→ Aim of the task: Copy the rows word for word, starting at the line that contains "lawn --coords pixels" and ending with the last line of the rows, both included.

Contour labeling entries
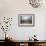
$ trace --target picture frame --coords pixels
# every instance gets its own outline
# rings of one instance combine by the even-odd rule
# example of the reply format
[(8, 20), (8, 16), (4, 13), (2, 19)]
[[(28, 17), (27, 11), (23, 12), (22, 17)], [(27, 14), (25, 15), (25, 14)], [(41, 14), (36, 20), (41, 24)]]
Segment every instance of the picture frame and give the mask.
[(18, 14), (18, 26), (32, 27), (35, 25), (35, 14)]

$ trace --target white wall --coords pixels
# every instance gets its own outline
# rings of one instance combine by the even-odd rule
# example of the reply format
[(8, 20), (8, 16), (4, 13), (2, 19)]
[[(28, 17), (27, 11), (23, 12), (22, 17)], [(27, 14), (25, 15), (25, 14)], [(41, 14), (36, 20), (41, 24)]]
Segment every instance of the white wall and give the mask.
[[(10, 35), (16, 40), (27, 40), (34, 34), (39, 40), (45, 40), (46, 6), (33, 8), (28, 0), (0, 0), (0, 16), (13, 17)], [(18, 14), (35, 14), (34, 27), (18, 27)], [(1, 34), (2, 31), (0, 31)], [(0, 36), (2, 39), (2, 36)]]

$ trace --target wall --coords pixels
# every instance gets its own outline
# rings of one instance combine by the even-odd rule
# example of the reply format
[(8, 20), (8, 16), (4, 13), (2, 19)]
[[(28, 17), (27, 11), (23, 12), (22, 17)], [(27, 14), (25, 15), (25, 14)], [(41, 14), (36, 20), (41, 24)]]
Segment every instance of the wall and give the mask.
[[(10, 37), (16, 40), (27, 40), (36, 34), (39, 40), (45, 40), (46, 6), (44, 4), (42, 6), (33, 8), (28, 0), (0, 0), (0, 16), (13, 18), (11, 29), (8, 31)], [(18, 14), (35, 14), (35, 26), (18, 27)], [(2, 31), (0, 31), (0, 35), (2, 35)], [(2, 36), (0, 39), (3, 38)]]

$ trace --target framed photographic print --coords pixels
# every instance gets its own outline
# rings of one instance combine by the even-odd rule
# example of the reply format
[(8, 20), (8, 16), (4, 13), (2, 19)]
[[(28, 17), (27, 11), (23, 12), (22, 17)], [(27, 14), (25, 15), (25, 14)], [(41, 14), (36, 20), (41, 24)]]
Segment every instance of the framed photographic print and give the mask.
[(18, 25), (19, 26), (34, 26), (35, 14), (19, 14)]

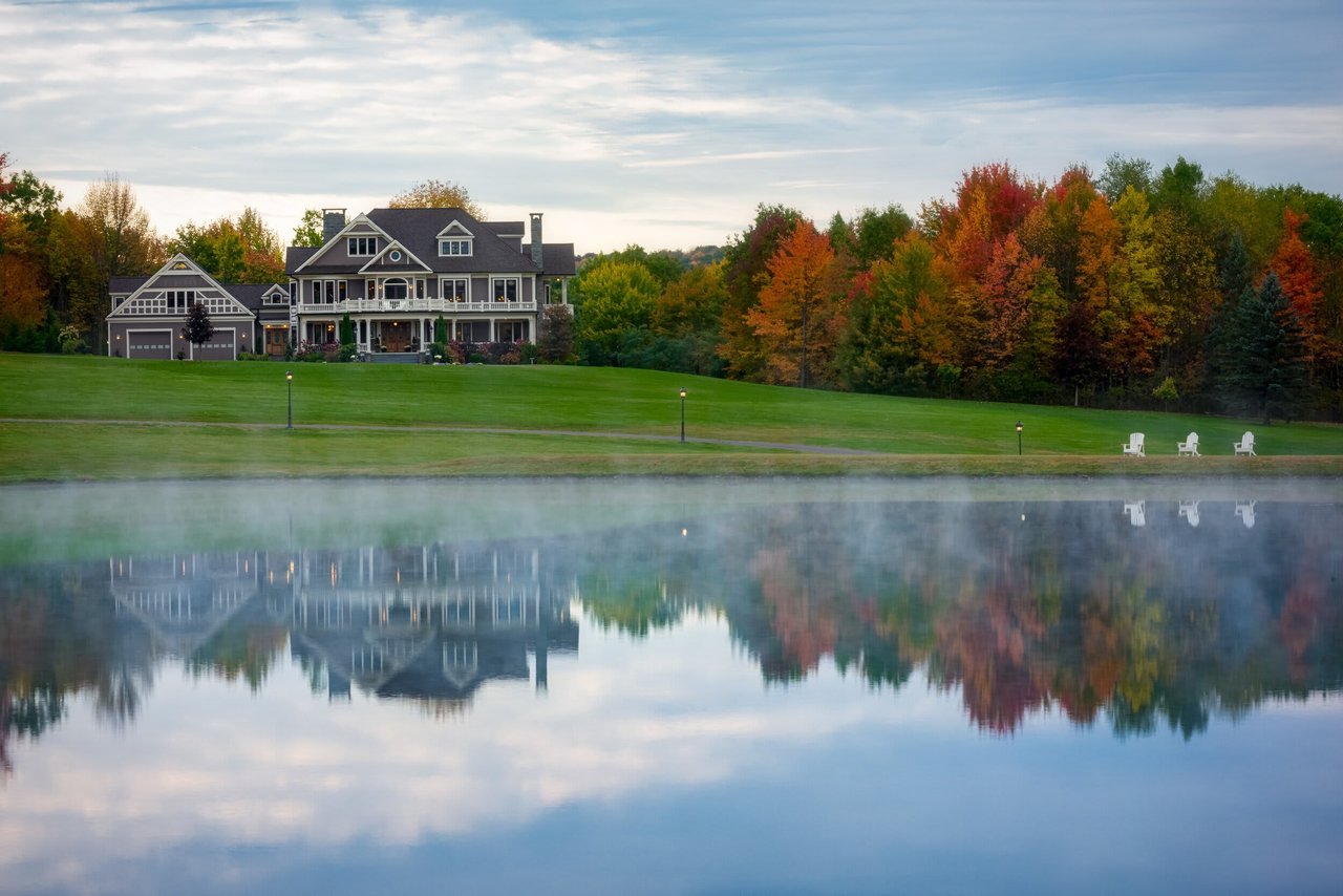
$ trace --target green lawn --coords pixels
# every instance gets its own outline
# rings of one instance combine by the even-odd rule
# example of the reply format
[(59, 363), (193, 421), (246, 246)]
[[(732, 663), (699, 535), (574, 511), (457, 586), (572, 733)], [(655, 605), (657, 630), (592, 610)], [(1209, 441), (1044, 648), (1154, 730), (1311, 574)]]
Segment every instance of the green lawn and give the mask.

→ Correct result:
$ trace --target green lawn --coords pixels
# every instance gets its own outline
# rings of one instance combine by the even-odd rule
# example of the reply format
[(59, 363), (193, 421), (246, 246)]
[[(732, 663), (699, 535), (574, 511), (457, 586), (572, 733)], [(655, 605), (657, 630), (592, 610)], [(1209, 441), (1044, 648), (1154, 730), (1311, 574)]]
Segment every instance of the green lawn and give the mask.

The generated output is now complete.